▶ **THE PROBLEM**
How many lines in the records below contain the word "gate"? Give only the number.

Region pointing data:
Segment Open

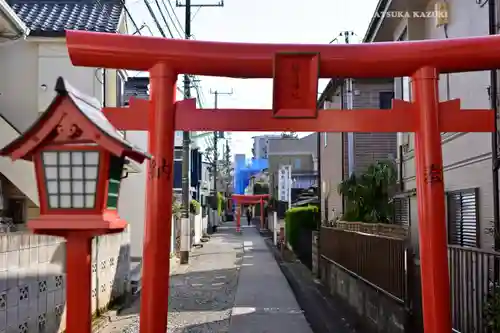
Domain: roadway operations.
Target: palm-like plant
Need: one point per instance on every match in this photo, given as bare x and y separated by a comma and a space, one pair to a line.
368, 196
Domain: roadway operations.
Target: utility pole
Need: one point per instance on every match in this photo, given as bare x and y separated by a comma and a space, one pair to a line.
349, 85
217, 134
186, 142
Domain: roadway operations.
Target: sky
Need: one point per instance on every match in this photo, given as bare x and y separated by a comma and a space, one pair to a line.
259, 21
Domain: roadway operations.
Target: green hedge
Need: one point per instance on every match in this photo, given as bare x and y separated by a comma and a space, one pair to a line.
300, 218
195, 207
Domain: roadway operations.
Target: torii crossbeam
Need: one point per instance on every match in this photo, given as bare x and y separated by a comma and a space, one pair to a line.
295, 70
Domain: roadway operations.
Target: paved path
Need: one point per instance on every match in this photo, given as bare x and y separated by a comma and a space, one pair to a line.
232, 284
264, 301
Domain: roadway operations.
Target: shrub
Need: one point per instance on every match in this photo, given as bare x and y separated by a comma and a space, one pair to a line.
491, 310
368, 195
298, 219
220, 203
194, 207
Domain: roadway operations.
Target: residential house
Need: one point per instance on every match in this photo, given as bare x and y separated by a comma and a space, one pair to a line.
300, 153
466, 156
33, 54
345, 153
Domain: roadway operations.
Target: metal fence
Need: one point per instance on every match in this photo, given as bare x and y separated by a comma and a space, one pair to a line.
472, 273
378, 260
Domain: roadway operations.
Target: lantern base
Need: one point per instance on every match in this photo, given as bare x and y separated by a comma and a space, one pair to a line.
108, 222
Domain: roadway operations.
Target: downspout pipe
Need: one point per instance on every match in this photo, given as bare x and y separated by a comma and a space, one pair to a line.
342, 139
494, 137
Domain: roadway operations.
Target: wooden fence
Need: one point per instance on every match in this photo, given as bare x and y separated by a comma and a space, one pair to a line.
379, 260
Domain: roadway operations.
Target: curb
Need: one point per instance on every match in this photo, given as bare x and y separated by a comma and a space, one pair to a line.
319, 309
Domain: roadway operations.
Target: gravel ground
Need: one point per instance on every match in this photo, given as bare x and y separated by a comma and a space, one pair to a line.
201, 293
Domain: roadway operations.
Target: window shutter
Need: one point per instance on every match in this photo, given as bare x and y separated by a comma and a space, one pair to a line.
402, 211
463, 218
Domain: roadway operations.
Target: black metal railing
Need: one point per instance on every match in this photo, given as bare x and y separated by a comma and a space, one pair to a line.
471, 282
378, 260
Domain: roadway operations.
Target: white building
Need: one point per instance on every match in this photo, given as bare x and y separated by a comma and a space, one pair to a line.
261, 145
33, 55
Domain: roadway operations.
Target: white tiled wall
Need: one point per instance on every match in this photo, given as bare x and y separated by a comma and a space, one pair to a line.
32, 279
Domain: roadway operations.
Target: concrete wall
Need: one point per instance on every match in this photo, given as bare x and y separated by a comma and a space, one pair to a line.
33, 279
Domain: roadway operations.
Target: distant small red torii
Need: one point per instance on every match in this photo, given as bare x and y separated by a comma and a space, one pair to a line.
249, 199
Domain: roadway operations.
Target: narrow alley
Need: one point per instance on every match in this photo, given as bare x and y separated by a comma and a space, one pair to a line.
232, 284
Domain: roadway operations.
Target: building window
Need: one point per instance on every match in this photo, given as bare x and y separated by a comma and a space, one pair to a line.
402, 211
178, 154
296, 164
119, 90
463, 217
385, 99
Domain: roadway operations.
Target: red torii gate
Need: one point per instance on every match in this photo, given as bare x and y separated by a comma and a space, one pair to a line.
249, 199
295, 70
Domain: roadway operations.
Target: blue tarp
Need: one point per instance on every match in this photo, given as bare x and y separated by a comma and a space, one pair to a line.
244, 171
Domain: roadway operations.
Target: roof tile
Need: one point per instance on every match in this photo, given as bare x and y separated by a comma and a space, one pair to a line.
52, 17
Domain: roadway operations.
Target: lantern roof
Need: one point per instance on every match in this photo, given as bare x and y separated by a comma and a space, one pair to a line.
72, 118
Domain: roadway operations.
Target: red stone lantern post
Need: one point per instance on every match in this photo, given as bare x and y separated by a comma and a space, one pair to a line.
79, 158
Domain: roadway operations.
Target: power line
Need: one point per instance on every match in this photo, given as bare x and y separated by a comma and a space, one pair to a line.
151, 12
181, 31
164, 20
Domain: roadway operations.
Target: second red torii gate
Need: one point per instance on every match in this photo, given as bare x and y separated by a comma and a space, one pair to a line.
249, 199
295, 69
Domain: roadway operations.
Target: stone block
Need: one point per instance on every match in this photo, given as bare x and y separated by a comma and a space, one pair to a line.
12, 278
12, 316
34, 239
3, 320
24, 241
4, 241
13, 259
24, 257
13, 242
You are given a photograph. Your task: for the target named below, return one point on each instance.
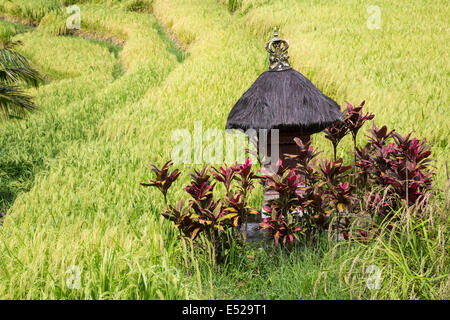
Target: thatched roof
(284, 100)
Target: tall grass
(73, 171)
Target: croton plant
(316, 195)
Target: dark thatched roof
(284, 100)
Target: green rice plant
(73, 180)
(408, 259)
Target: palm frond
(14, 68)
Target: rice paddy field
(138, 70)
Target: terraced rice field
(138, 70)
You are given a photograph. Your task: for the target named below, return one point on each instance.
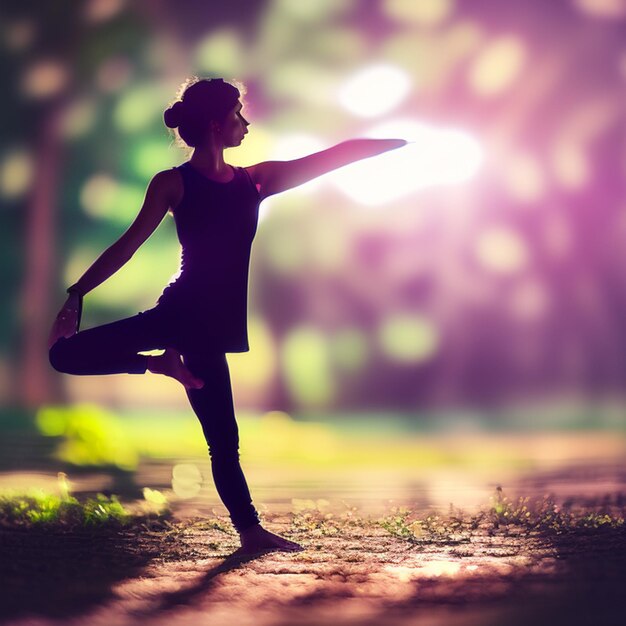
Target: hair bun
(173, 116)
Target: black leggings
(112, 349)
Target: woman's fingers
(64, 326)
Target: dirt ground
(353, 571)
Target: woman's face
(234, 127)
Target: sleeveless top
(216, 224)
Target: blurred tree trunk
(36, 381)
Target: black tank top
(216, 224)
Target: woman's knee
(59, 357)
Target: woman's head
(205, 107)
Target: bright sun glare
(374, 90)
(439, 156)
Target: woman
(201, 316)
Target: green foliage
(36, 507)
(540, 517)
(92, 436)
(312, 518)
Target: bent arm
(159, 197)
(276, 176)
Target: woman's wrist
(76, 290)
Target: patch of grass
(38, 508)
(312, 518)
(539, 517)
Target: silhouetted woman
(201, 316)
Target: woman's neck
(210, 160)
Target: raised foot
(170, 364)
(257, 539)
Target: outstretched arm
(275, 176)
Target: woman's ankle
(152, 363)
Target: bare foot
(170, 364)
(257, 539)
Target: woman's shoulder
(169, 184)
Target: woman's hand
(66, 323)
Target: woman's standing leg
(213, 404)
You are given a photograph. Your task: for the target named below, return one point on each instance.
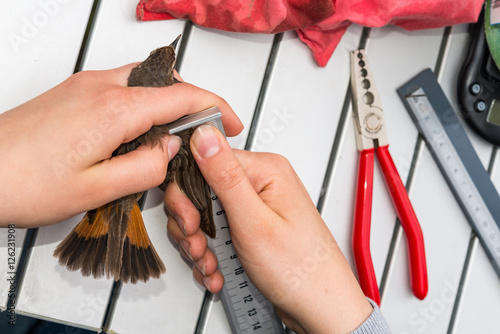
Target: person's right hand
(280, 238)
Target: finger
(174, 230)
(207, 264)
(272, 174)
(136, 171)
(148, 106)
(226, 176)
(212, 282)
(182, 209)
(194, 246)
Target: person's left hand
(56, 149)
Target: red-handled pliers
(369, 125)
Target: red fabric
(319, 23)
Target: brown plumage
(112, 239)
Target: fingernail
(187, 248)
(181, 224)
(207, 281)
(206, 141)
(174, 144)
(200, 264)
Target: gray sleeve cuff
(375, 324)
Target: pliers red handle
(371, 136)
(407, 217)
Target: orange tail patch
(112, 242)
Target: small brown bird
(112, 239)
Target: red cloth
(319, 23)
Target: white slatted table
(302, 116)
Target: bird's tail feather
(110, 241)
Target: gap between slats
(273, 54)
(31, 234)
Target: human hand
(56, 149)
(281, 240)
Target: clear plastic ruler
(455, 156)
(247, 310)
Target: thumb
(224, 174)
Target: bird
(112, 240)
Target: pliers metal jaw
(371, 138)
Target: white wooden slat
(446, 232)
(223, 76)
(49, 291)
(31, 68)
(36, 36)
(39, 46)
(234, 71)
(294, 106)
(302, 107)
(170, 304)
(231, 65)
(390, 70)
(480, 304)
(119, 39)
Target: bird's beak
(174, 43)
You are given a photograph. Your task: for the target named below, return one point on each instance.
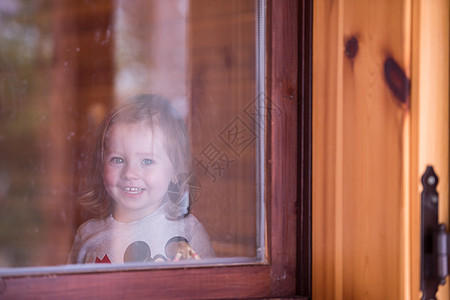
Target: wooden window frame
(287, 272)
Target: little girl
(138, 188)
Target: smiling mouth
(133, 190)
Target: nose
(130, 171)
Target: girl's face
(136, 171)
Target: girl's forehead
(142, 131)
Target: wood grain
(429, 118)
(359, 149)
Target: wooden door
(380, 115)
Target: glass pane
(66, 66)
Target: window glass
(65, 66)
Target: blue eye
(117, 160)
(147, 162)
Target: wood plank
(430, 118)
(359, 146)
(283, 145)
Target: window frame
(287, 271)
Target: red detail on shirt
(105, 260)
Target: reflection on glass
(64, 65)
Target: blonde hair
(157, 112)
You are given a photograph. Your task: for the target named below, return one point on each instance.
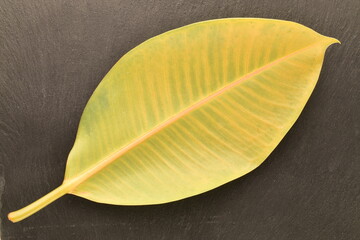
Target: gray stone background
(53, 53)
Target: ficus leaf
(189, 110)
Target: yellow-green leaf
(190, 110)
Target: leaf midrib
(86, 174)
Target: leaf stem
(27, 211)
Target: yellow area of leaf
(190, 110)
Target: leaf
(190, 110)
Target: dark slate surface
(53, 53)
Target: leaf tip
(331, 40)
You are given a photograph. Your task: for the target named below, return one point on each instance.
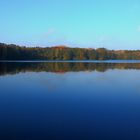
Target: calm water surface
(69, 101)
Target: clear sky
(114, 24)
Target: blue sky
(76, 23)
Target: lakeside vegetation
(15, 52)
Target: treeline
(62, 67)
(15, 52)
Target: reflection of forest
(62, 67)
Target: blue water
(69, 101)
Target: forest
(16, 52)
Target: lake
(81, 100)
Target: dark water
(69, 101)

Segment Closed

▶ **TASK RESULT**
2